◆ Problem 1: Transcribe the records below exactly, starting at the line that contains "Return one point per instance of the wristwatch" and running through the end of the records, both ends included.

◆ Text:
^^^^
Debgging the Demand 5 website Performance Problem

So to get a fix for the the Demand 5 problem as soon as possible the first thing I did were all the normal things that developers try when met with similar issues. If you find similar problems on other sites or with plugins for websites you should always try this list first to rule them out as reasons for the problem.
  • Disabling all cookies - the Web Developer Toolbar in Firefox is great for this and if you are not signing into the website there is no need for cookies to be enabled anyway.
  • Disabling Java - Most websites don't even use Java Applets any-more so its not really needed until you find a site that actually makes use of it.
  • Disabling JavaScript - Most websites that show TV content actually require JavaScript to be enabled for their site to work at all even though a basic Flash OBJECT or VIDEO element on a page outputted with server side code playing a movie doesn't require it. However companies like Demand 5 or iPlayer don't do this because it mean their content can easily be stolen or watched overseas by non UK citizens etc so JavaScript is actually required to load in the adverts and programming in chunks.
  • Turn off all Flash tracking by disabling Flash cookies. You do this by right clicking on a flash movie, click the Global Settings option and then choose "Block all sites from storing information on this". Unless you really want another way for advertisers and websites to track your online movements there is little need for this option to be enabled. You may want to check your video and microphone options as well.

Even after all this the Demand 5 flash videos were still having problems playing and although the options I just disabled are worth doing anyway to prevent online tracking by advertisers it didn't fix the Demand 5 TV catch up problem.

Flash is a well known CPU killer on websites and I have seen whole PC's crash due to one to many flash object on a web page being left open too long. Just open a page with a few flash movies and watch the CPU rise in your task manager if you want proof - Chrome seems particularly bad for this but despite this many sites continue to try and write their whole website in Flash which is a BAD IDEA!

However I did notice that the page that held the movie also contained a large number of other banner adverts that used both flash and animated gifs and I wondered whether there was some sort of problem occurring due to all the techniques advertisers now use to try and overcome advert blockers.

Basically websites or plugins use a timer to re-insert banners that have been removed from the HTML DOM by advert blocking plugins like AdBlocker which also uses a timer to remove any adverts re-inserted this way. Both sets of code doing the opposite to each other every split second - not good for performance!

Because both the advertiser and blocker are using the same methods to scan and modify the DOM constantly it basically turns it into one big performance nightmare in which your DOM is constantly being re-written on the fly. The less client code that runs the better KISS IT (Keep It Simple Stupid) for a multitude of reasons.

The Fix for the Demand 5 website Performance Problem

I opened Firefox and went to install a plugin I use on my other computer called Flash Blocker but I noticed a new plugin had been released called Image and Flash Blocker 0.7. I thought I would try it out.
^^^^
◆ Available records:
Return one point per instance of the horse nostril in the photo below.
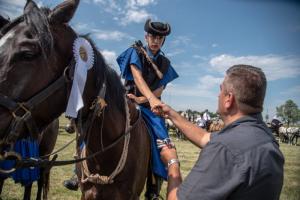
(28, 35)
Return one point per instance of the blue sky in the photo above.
(208, 36)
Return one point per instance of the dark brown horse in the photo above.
(35, 51)
(46, 140)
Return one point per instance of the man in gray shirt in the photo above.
(242, 161)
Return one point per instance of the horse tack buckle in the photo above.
(98, 101)
(21, 106)
(4, 157)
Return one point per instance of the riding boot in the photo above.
(70, 127)
(154, 184)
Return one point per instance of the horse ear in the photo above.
(3, 21)
(64, 12)
(29, 6)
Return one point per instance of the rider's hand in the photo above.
(162, 110)
(134, 98)
(168, 154)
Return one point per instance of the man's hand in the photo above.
(135, 98)
(163, 110)
(168, 154)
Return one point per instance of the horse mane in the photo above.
(105, 73)
(37, 19)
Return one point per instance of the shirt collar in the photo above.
(251, 117)
(151, 55)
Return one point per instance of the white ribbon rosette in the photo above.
(84, 57)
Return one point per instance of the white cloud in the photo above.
(275, 67)
(110, 58)
(208, 82)
(214, 45)
(110, 35)
(102, 34)
(135, 16)
(126, 12)
(12, 8)
(139, 3)
(175, 52)
(291, 91)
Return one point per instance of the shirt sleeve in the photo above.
(169, 76)
(214, 176)
(127, 58)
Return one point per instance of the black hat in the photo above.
(157, 28)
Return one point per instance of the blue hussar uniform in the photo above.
(156, 124)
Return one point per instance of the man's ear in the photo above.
(229, 100)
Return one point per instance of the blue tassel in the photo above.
(27, 148)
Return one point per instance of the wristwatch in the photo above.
(172, 161)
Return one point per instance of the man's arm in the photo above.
(143, 99)
(194, 133)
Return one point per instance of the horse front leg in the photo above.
(27, 192)
(1, 185)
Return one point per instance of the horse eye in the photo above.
^^^^
◆ Problem 2: Go on with the text above about the Demand 5 website performance problem from where it stops.

◆ Output 1:
Return one point per instance of the wristwatch in the photo above.
(172, 161)
Return one point per instance of the man's arm in the photo above.
(143, 99)
(194, 133)
Return one point per instance of the horse front leg in the photo above.
(27, 192)
(1, 185)
Return one point per instance of the horse eye in the photo above.

◆ Output 2:
At first I thought something hadn't loaded as I couldn't see any options under my Tools menu however you need to use the context menu (right click the mouse button) to use the add-on and see the various options.

Choose "Image and Flash Blocker" from the context menu and then select "Images off, Flash off" and hey presto most of the imagery, banner adverts, flash banners and movies disappear.In fact most of the Demand 5 page is blank without these features enabled.

The flash movies are replaced with a little red circle with a white "F" (for Flash) in the middle and if you want that particular flash movie to appear you just click it.

I turned every image and flash movie off on the latest episode of the show I wanted to watch e.g Burn Notice, NCIS, Archer, The Mentalist etc, and then I clicked the main movie screen to turn the video back on.

When the adverts had finished playing the TV show played without a single stall, stoppage or flicker. Hey presto problem solved! Big slap on the back for moi.

Remember - too much whizz bangery can cause performance issues

Remember images, Applets, Active-x objects, Flash and all the other fancy whizz bangery that comes with HTML 5, CSS 3 and modern JavaScript libraries is all well and good but more often that not it can cause a massive performance overhead on your computer. The best tactic is to turn it all off and then only turn on what you need once you know you need it and the clients browser supports it.

In the case of fixing Demand 5 catch-up TV it was definitely a case of less the better as it seemed that too much was going on behind the scenes to allow their TV shows to play smoothly. What exactly is happening I don't know without access to their source code but this is definitely a workaround for the Demand 5 performance problem that works!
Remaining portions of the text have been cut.